Extrait du texte ::
Vous étiez installé en Inde, vous avez épousé une Indienne... Pour vous, c'est aussi un déchirement personnel?

Ce que je trouve particulièrement dur et injuste, c'est que si je me suis installé pendant treize ans en Inde, c'est parce que j'aime ce pays. Je l'ai épousé aussi en quelque sorte et j'essayais de le comprendre dans toute sa complexité. Quand on aime quelqu'un, on dit la vérité. C'est pareil pour un pays, on dit la vérité quand il dérive.

On perd un lien entre nos sociétés, ce sont des ponts entre les peuples qui se ferment

Sébastien Farcis, (ex-)correspondant en Inde de la RTS

Mais j'ai dû repartir et ma femme a dû me suivre. C'est un déchirement pour nous. Je trouve dur que l'Inde impose cela à des gens qui s'impliquent autant dans le pays. C'est un pays très complexe, il faut beaucoup d'investissement pour essayer de le comprendre. Cet investissement est rompu aujourd'hui par mon expulsion un peu radicale. Et je pense qu'on perd aussi un lien entre nos sociétés. Ce sont des ponts entre les peuples qui se ferment.

Avez-vous encore des possibilités de recours?

Jeu de données ::

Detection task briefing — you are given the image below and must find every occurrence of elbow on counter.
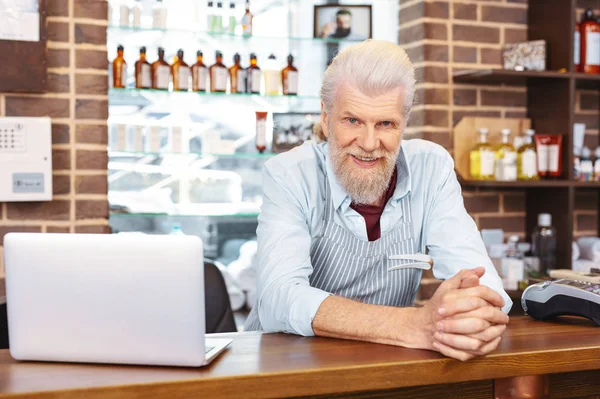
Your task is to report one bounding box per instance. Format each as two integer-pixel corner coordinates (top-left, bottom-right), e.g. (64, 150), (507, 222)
(257, 281), (329, 337)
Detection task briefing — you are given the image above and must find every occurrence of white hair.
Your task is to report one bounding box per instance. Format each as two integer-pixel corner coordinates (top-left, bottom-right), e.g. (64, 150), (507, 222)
(315, 39), (415, 140)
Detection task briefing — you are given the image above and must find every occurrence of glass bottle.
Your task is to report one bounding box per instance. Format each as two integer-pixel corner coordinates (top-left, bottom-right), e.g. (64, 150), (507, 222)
(192, 50), (208, 92)
(469, 128), (496, 180)
(242, 0), (253, 35)
(206, 1), (215, 33)
(135, 47), (152, 89)
(517, 129), (540, 180)
(246, 53), (262, 94)
(229, 53), (246, 93)
(113, 44), (127, 89)
(209, 51), (227, 93)
(281, 54), (298, 96)
(213, 2), (225, 33)
(227, 2), (237, 35)
(496, 129), (517, 181)
(263, 54), (281, 96)
(579, 8), (600, 73)
(531, 213), (556, 276)
(152, 47), (171, 90)
(171, 49), (190, 91)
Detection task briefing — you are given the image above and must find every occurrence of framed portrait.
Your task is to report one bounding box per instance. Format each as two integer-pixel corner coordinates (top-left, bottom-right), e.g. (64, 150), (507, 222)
(273, 112), (321, 153)
(313, 4), (373, 41)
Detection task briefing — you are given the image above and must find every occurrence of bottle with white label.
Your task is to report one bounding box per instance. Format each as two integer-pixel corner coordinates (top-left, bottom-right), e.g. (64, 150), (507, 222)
(246, 53), (262, 94)
(209, 51), (227, 93)
(517, 129), (540, 180)
(119, 1), (131, 26)
(469, 128), (496, 180)
(112, 44), (127, 89)
(579, 8), (600, 73)
(135, 47), (152, 89)
(192, 50), (208, 92)
(496, 129), (517, 181)
(579, 147), (594, 181)
(594, 147), (600, 181)
(281, 54), (298, 96)
(152, 47), (171, 90)
(263, 54), (281, 96)
(171, 49), (192, 91)
(152, 0), (167, 29)
(131, 0), (142, 28)
(229, 53), (246, 93)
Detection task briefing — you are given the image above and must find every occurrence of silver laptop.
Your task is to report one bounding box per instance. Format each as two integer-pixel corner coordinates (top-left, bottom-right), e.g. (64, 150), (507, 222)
(4, 233), (231, 367)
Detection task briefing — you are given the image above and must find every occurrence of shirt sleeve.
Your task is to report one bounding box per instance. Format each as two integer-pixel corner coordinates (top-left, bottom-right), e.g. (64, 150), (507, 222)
(424, 154), (512, 313)
(257, 164), (331, 336)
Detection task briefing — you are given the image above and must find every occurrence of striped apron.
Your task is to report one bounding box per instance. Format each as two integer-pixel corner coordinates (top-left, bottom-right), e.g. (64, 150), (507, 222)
(245, 168), (422, 331)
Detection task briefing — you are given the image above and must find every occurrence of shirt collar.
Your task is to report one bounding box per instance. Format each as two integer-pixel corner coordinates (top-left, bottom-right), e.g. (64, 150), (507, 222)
(323, 143), (412, 212)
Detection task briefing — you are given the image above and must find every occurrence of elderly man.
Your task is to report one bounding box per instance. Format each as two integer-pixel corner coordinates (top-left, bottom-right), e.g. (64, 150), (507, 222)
(246, 40), (512, 360)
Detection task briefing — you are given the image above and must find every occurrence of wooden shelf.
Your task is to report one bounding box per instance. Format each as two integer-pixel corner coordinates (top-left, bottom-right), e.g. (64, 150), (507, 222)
(458, 177), (600, 189)
(454, 69), (573, 86)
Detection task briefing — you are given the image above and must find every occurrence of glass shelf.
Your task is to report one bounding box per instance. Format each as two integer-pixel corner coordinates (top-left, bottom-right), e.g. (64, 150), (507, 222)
(108, 151), (278, 160)
(108, 25), (360, 43)
(108, 88), (321, 113)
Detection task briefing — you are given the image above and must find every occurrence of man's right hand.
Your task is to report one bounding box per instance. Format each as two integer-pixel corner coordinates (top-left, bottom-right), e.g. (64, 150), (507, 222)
(417, 268), (508, 360)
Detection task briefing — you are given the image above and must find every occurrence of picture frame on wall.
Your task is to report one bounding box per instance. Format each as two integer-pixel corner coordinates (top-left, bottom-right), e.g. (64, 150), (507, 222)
(313, 4), (373, 41)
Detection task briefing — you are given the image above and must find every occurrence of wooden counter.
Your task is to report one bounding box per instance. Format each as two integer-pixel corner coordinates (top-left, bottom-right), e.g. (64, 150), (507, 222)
(0, 317), (600, 399)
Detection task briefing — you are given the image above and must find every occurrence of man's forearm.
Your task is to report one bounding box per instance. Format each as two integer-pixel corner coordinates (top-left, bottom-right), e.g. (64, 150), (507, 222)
(312, 296), (433, 349)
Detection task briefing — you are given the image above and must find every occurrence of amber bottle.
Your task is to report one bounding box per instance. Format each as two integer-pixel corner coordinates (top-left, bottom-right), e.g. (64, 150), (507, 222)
(246, 54), (262, 94)
(152, 47), (171, 90)
(579, 8), (600, 73)
(171, 49), (191, 91)
(229, 53), (246, 93)
(209, 51), (227, 93)
(192, 51), (208, 91)
(113, 44), (127, 89)
(135, 47), (152, 89)
(281, 54), (298, 96)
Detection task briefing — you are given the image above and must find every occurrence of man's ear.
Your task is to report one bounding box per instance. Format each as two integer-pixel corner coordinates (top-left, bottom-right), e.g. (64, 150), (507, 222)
(321, 101), (329, 138)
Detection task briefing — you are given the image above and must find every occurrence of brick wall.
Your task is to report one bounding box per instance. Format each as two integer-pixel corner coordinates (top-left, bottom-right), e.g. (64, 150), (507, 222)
(0, 0), (109, 274)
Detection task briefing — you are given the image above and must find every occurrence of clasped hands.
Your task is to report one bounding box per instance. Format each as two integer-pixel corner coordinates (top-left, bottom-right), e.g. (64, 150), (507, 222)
(418, 267), (508, 361)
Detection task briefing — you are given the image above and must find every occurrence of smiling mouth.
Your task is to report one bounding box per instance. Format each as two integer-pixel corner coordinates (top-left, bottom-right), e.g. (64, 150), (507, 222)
(351, 155), (379, 167)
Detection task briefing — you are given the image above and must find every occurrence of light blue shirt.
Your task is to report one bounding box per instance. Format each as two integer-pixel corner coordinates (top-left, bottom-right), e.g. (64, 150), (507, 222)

Consigne :: Recopiez le passage de l'entretien qui va de « Sébastien Farcis, (ex-)correspondant » jusqu'à « qui se ferment. » inclus. La liste n'a aucun lien avec l'entretien.

Réponse ::
Sébastien Farcis, (ex-)correspondant en Inde de la RTS

Mais j'ai dû repartir et ma femme a dû me suivre. C'est un déchirement pour nous. Je trouve dur que l'Inde impose cela à des gens qui s'impliquent autant dans le pays. C'est un pays très complexe, il faut beaucoup d'investissement pour essayer de le comprendre. Cet investissement est rompu aujourd'hui par mon expulsion un peu radicale. Et je pense qu'on perd aussi un lien entre nos sociétés. Ce sont des ponts entre les peuples qui se ferment.